Dataset records:
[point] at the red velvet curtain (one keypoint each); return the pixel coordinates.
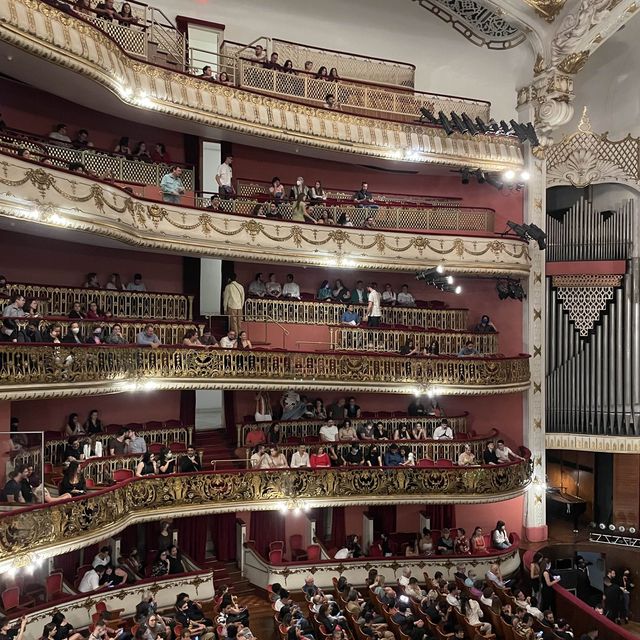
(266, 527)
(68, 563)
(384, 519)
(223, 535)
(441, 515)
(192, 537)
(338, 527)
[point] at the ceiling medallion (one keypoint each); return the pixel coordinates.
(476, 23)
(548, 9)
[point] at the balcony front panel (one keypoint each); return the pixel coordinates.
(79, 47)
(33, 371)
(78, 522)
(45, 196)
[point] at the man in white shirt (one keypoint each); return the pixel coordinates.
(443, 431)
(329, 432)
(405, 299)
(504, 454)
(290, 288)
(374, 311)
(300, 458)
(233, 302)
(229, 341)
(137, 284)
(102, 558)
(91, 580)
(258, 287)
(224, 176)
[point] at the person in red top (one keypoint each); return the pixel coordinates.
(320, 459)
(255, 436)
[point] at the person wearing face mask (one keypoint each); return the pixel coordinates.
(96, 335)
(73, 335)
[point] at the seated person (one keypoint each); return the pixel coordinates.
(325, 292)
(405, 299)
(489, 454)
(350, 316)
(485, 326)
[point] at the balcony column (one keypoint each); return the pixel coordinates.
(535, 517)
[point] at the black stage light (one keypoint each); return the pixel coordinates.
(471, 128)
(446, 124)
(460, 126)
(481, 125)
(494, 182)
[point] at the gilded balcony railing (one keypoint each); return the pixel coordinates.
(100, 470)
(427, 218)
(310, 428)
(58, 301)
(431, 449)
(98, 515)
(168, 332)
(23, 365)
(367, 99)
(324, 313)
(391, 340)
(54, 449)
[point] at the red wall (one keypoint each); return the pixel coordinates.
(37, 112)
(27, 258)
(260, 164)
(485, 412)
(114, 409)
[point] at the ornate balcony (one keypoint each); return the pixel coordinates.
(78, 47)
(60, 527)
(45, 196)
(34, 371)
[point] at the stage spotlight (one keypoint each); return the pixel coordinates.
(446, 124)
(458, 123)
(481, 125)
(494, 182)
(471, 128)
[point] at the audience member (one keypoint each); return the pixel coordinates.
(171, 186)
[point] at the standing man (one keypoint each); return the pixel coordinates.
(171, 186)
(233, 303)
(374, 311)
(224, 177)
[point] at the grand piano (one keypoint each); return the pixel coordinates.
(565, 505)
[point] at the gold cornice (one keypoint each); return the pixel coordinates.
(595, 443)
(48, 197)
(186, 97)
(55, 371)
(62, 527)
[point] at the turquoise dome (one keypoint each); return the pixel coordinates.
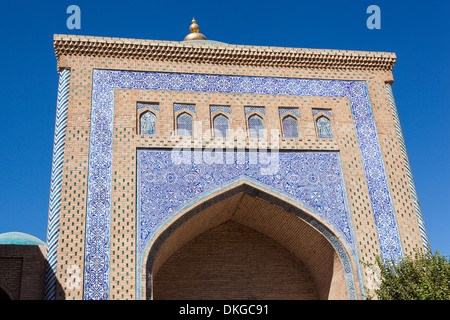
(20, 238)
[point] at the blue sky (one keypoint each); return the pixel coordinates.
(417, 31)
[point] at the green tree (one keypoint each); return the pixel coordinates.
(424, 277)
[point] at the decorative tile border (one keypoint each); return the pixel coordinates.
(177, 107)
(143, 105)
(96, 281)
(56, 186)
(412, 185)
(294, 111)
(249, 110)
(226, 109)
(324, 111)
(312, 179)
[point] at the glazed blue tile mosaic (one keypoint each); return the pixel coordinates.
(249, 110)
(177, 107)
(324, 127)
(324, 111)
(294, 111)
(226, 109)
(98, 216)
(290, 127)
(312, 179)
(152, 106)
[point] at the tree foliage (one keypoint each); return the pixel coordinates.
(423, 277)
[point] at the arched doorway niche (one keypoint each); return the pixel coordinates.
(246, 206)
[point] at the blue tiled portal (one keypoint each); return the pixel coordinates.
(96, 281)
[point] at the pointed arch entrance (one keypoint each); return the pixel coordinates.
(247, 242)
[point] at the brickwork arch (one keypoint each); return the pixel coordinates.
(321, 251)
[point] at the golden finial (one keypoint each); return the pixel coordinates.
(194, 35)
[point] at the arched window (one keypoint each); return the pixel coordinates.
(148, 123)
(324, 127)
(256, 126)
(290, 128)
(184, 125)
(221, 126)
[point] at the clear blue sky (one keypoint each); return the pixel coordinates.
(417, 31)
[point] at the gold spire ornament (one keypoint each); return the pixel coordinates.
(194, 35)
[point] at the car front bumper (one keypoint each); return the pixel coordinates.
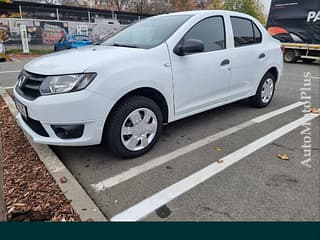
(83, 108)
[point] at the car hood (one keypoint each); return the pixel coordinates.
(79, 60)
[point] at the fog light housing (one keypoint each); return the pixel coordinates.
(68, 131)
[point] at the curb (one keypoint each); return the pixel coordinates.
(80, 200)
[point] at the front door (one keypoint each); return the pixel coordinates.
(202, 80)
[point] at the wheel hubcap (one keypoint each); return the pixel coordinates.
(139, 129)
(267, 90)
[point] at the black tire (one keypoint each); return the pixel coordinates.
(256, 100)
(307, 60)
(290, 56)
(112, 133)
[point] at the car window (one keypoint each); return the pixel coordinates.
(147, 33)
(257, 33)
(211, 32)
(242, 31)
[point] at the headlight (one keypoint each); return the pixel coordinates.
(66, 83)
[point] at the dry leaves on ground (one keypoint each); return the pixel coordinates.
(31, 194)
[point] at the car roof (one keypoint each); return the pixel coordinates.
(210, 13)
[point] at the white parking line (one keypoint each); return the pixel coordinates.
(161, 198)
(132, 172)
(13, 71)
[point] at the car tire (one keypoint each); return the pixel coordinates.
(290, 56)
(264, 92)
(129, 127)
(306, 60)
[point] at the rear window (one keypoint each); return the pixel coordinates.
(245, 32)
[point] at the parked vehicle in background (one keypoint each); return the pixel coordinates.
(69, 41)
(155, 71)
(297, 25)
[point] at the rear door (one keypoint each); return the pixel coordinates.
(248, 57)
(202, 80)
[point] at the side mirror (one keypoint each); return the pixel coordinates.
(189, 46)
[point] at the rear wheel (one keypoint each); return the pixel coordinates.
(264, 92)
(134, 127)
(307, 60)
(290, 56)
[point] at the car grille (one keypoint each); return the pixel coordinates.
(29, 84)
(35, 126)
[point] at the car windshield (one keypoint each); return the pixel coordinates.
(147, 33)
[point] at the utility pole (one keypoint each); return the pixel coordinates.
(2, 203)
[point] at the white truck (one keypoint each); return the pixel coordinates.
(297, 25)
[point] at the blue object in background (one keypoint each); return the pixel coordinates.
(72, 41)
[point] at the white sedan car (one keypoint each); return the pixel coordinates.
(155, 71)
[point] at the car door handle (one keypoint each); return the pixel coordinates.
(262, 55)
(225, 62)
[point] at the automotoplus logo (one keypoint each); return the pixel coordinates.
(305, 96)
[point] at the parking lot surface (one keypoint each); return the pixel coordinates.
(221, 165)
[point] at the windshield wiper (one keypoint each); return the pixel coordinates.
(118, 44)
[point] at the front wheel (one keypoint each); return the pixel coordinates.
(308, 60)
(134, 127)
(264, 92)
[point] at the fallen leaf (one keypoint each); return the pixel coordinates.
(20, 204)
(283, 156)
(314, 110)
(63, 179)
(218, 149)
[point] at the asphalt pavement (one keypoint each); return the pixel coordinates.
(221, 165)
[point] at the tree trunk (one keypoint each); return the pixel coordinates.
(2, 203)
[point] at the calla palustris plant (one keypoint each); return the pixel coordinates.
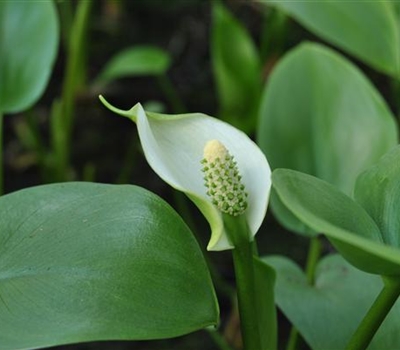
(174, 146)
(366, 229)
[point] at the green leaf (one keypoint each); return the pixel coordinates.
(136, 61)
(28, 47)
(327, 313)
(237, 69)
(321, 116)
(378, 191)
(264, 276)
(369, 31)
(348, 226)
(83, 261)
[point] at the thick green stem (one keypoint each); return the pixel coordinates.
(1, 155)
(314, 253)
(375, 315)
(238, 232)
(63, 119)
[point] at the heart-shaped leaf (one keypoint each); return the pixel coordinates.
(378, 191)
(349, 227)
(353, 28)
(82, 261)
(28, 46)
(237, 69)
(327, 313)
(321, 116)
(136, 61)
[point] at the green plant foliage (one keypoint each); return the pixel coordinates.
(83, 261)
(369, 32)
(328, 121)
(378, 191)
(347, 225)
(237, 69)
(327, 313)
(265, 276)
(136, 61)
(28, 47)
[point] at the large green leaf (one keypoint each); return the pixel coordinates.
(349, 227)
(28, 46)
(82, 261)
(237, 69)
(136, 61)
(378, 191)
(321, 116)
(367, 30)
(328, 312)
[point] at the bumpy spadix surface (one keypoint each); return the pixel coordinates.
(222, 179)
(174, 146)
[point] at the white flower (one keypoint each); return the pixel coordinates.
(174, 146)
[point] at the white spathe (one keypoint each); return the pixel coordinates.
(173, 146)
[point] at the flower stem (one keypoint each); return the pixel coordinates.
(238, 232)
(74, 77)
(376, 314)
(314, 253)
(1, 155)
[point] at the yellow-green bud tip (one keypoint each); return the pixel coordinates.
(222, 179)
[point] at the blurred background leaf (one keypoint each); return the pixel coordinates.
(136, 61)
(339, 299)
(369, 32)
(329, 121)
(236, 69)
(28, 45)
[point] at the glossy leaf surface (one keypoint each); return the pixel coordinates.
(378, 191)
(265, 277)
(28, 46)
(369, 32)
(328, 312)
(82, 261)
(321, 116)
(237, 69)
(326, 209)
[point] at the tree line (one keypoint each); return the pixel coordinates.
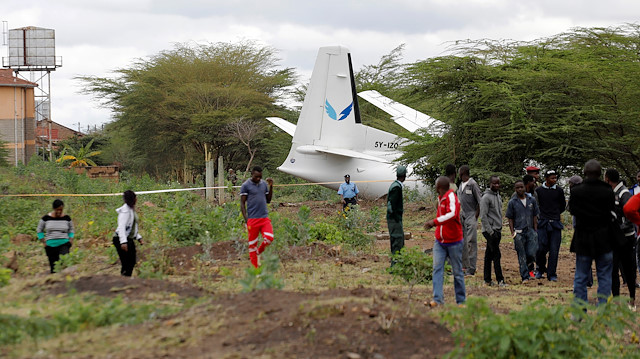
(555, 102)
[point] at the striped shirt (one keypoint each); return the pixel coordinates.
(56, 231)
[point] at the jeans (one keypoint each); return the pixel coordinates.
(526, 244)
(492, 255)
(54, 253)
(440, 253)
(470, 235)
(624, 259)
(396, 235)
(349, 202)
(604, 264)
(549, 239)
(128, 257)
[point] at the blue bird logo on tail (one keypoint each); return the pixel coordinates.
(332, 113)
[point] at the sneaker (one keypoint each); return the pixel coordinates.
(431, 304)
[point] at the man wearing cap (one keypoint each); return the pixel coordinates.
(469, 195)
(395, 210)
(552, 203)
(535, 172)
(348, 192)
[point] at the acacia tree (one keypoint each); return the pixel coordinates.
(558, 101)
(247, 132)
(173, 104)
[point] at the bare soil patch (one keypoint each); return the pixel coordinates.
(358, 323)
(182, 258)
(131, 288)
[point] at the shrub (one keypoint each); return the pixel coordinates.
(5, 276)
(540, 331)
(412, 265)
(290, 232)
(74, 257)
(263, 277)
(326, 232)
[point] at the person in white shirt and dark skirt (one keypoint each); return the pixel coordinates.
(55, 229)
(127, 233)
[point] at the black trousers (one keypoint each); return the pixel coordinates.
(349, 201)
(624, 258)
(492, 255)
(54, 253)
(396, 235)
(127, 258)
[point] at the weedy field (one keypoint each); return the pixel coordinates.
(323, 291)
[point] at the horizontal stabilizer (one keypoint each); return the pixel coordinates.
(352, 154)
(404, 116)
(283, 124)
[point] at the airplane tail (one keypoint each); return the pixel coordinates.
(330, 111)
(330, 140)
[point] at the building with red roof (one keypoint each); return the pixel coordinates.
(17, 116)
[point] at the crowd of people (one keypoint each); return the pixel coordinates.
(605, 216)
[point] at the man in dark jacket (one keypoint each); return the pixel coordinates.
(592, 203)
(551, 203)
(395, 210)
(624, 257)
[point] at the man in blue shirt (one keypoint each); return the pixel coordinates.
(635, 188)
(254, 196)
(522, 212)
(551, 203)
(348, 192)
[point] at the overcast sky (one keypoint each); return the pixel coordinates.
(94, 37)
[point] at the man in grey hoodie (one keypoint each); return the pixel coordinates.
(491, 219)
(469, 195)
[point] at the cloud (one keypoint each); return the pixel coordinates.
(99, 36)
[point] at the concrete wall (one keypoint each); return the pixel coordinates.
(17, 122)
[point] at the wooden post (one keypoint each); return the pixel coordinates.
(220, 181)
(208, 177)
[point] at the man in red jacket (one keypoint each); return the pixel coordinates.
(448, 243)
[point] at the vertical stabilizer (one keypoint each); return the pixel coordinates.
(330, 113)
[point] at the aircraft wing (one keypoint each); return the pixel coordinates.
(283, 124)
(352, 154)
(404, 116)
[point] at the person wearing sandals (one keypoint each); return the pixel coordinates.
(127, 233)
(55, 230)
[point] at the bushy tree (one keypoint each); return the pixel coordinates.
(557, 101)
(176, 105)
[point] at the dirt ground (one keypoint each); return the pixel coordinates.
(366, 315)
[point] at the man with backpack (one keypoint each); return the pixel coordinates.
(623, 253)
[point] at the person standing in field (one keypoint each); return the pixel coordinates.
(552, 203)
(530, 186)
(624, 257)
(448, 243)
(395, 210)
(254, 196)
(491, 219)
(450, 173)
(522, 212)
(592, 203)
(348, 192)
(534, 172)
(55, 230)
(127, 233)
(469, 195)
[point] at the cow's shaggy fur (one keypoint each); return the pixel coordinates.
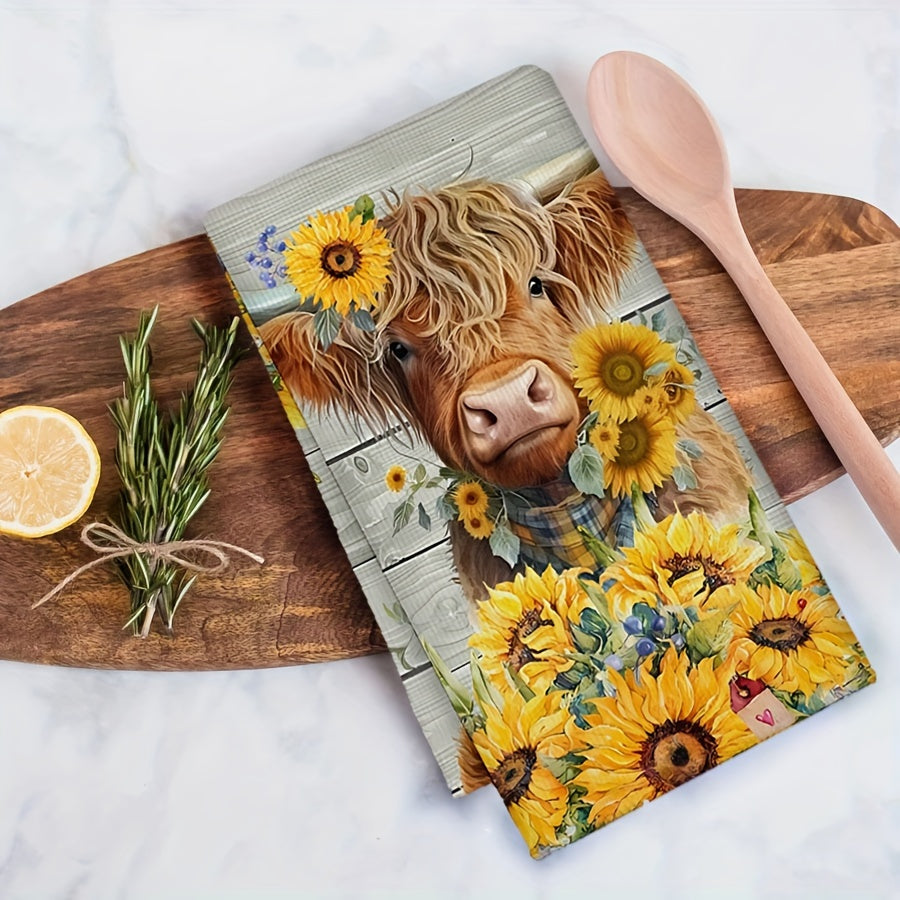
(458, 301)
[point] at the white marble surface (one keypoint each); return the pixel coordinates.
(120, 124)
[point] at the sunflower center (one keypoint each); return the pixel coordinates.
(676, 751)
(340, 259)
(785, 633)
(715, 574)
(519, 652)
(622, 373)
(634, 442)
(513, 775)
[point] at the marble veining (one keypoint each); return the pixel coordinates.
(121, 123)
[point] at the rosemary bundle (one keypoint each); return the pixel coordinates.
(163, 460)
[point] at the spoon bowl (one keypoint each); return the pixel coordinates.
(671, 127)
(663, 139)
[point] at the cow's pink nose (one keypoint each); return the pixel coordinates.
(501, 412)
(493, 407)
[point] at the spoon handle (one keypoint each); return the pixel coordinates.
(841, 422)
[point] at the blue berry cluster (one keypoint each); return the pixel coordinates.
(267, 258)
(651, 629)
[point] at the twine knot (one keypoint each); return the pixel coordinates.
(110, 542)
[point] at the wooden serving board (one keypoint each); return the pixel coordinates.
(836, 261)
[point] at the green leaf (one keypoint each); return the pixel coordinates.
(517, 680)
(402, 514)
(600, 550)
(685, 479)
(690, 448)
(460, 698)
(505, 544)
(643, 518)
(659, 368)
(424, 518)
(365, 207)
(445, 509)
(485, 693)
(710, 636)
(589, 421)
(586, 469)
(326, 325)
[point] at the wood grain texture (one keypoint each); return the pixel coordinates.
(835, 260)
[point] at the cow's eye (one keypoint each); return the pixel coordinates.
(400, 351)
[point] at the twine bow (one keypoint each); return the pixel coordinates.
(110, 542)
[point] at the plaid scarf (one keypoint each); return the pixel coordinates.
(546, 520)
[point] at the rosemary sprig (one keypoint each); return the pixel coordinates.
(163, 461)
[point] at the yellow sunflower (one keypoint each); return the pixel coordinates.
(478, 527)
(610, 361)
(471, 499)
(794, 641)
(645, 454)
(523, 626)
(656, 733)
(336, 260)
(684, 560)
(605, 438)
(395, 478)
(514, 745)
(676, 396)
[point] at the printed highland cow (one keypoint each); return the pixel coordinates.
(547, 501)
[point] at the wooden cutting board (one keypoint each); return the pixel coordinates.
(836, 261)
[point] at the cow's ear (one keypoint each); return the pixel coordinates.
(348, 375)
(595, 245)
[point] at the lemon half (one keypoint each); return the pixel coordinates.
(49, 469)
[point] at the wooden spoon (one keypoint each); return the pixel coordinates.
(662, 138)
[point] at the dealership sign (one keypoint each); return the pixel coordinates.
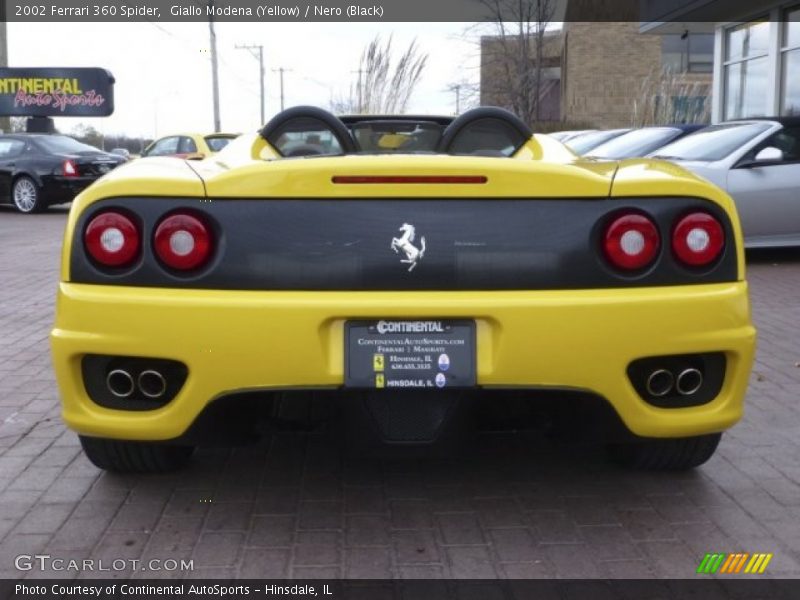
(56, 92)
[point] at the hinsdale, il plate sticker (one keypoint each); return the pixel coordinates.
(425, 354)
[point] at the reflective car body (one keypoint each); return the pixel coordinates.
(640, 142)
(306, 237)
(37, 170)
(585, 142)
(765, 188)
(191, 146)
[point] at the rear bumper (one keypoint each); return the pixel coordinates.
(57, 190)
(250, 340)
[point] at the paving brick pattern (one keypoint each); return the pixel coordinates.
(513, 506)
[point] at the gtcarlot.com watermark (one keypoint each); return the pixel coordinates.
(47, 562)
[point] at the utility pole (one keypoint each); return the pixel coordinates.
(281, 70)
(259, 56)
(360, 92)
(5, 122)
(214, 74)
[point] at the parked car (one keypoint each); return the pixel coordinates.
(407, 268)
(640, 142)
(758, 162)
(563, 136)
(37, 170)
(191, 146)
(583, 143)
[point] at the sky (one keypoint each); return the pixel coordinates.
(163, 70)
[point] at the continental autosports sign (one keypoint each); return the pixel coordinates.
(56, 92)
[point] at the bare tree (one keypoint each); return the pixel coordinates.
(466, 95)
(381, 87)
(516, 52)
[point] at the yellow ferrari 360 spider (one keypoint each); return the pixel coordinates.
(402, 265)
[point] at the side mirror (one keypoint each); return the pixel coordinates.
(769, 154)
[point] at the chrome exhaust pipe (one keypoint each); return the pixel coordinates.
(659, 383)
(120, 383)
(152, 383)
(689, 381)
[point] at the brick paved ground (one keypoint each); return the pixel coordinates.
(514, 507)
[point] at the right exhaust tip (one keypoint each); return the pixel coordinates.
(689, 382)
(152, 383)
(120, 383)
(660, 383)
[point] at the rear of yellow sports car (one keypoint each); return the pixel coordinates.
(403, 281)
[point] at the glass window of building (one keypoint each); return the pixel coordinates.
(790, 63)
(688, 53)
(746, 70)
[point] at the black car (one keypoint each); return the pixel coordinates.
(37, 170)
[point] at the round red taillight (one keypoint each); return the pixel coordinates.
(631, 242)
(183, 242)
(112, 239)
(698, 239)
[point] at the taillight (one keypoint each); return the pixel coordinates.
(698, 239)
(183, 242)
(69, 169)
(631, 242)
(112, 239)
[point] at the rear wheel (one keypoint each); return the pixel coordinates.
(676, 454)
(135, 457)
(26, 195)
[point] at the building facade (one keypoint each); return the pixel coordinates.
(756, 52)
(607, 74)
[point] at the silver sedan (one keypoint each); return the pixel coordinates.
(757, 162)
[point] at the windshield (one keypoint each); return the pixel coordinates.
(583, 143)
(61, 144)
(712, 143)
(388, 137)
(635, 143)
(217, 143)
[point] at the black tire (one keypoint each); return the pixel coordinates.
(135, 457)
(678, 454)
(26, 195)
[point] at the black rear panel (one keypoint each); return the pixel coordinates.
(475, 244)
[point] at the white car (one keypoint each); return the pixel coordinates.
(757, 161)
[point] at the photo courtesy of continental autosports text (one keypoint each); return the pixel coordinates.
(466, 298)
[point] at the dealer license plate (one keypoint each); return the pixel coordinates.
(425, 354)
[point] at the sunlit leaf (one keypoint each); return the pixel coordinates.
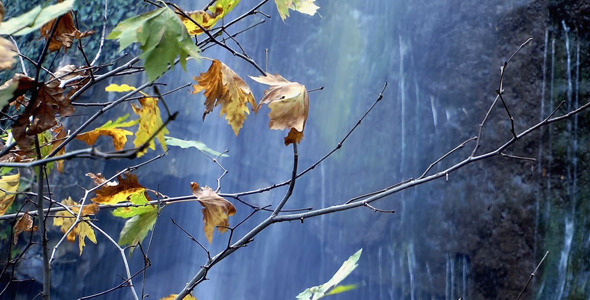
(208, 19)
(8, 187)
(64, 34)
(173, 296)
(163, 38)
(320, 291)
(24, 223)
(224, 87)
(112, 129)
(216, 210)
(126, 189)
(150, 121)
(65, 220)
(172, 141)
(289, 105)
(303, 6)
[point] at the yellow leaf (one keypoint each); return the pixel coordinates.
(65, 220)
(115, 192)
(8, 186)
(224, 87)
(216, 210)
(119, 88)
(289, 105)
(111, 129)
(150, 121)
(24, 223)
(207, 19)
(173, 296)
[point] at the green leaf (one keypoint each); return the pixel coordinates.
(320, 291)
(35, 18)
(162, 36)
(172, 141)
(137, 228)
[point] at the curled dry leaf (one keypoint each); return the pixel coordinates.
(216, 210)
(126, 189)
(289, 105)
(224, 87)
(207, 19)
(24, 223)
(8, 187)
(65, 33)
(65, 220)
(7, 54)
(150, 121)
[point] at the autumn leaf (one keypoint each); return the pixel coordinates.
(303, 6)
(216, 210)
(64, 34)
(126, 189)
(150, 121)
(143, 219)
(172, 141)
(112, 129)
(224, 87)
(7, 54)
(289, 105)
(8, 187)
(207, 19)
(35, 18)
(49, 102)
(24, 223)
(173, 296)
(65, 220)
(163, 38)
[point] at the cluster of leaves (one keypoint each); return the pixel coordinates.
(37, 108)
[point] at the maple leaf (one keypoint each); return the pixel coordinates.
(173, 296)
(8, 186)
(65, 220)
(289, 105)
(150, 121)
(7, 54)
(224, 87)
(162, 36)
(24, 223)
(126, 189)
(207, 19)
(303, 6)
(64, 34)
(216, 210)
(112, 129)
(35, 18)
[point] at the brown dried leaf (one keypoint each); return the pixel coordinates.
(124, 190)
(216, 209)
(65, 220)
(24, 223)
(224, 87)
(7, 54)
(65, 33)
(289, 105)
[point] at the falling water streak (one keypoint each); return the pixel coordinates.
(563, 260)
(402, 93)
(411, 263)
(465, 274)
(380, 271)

Stated problem:
Everything from the line containing "[point] at the white car" through the last line of the entries is to be output exactly as written, minus any pictures.

Solution for this exercise:
[point] at the white car (one keypoint each); return the pixel coordinates.
(757, 161)
[point] at the photo courtesy of continental autosports text (one keypoint each); return the pixel coordinates.
(466, 298)
[point] at the dealer license plate (one keypoint each); return the pixel coordinates.
(425, 354)
[point] at the sunlit leaf (one keypoint each); return the pixel coordinates.
(208, 19)
(8, 187)
(64, 34)
(173, 296)
(163, 38)
(320, 291)
(24, 223)
(224, 87)
(112, 129)
(216, 210)
(126, 189)
(150, 121)
(65, 220)
(172, 141)
(289, 105)
(303, 6)
[point] at the yellow leaf (one keypoint each); return the pixel coordinates.
(65, 220)
(115, 192)
(8, 186)
(224, 87)
(216, 210)
(119, 88)
(289, 105)
(111, 129)
(150, 121)
(24, 223)
(207, 19)
(173, 296)
[point] at the green leaf (one keypoint each); return the pixel coordinates.
(320, 291)
(35, 18)
(162, 36)
(172, 141)
(137, 228)
[point] at the curled dry leaf (one keypoint each); return the pixel coordinates.
(216, 210)
(126, 189)
(289, 105)
(224, 87)
(207, 19)
(24, 223)
(8, 187)
(65, 33)
(65, 220)
(7, 54)
(150, 121)
[point] at the autumn leaf (one keypoint each); return the pixel coordinates.
(303, 6)
(216, 210)
(64, 34)
(126, 189)
(150, 121)
(143, 219)
(172, 141)
(112, 129)
(224, 87)
(7, 54)
(289, 105)
(8, 187)
(207, 19)
(35, 18)
(49, 102)
(24, 223)
(173, 296)
(65, 220)
(163, 38)
[point] at the cluster of leaves (one keypoint each); return the pixel coordinates.
(37, 108)
[point] at the maple leaf (one keypoint each); return the pixel coordinates.
(173, 296)
(8, 186)
(65, 220)
(289, 105)
(150, 121)
(7, 54)
(224, 87)
(162, 36)
(24, 223)
(126, 189)
(207, 19)
(303, 6)
(64, 34)
(216, 210)
(112, 129)
(35, 18)
[point] at the brown dried leaf (one keypoint each); return the pixel coordinates.
(124, 190)
(216, 209)
(65, 220)
(24, 223)
(224, 87)
(7, 54)
(65, 33)
(289, 105)
[point] at the falling water streak (one keypoint each); return the pixel coordinates.
(563, 260)
(402, 93)
(411, 263)
(465, 274)
(380, 271)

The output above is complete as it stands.